*** DATA TO USE ***

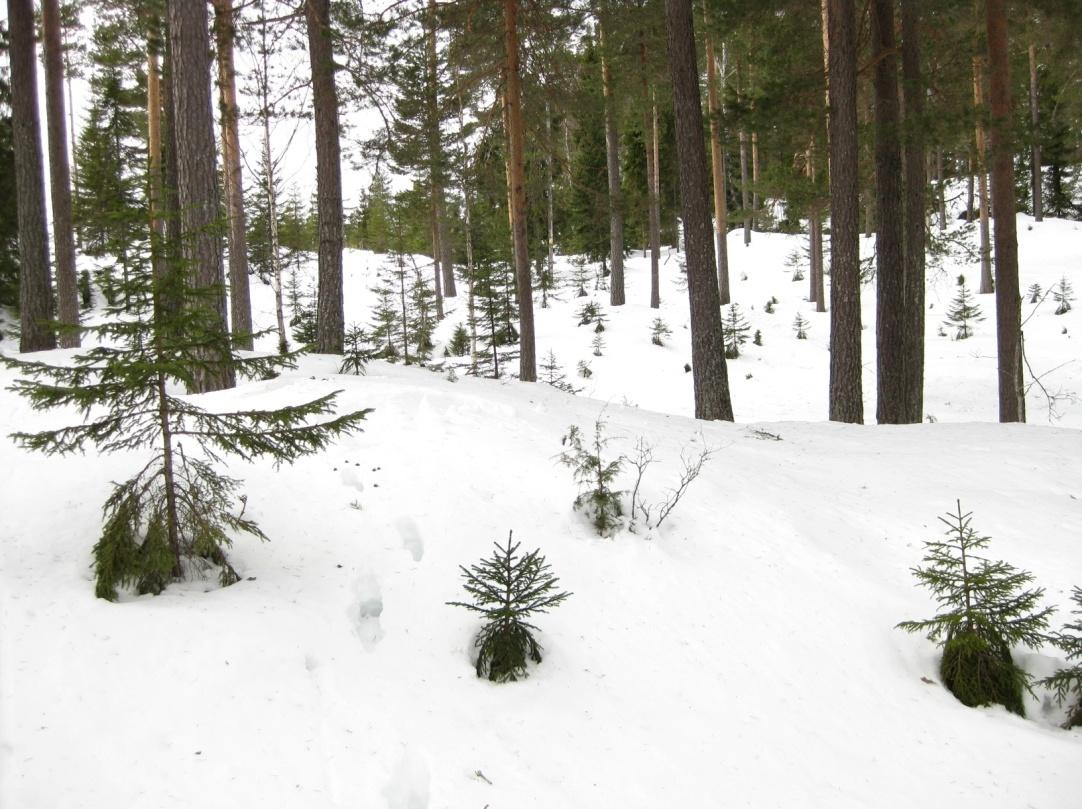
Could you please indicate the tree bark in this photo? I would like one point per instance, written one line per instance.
(330, 319)
(35, 286)
(197, 181)
(612, 164)
(846, 396)
(240, 302)
(1007, 300)
(891, 270)
(915, 217)
(986, 249)
(717, 170)
(527, 359)
(710, 375)
(1034, 119)
(60, 176)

*** End of DATA TO USE ***

* [TASK GOAL]: The required output is the listing above reproduced exactly, pictures removed.

* [SOLUTION TO THIS EXERCISE]:
Could you please indicate the tree bark in this photo? I would like one point per instance, written one line per instance.
(330, 319)
(35, 286)
(197, 181)
(612, 164)
(846, 396)
(240, 302)
(1007, 300)
(891, 270)
(915, 217)
(986, 249)
(717, 170)
(527, 359)
(710, 375)
(1034, 119)
(60, 176)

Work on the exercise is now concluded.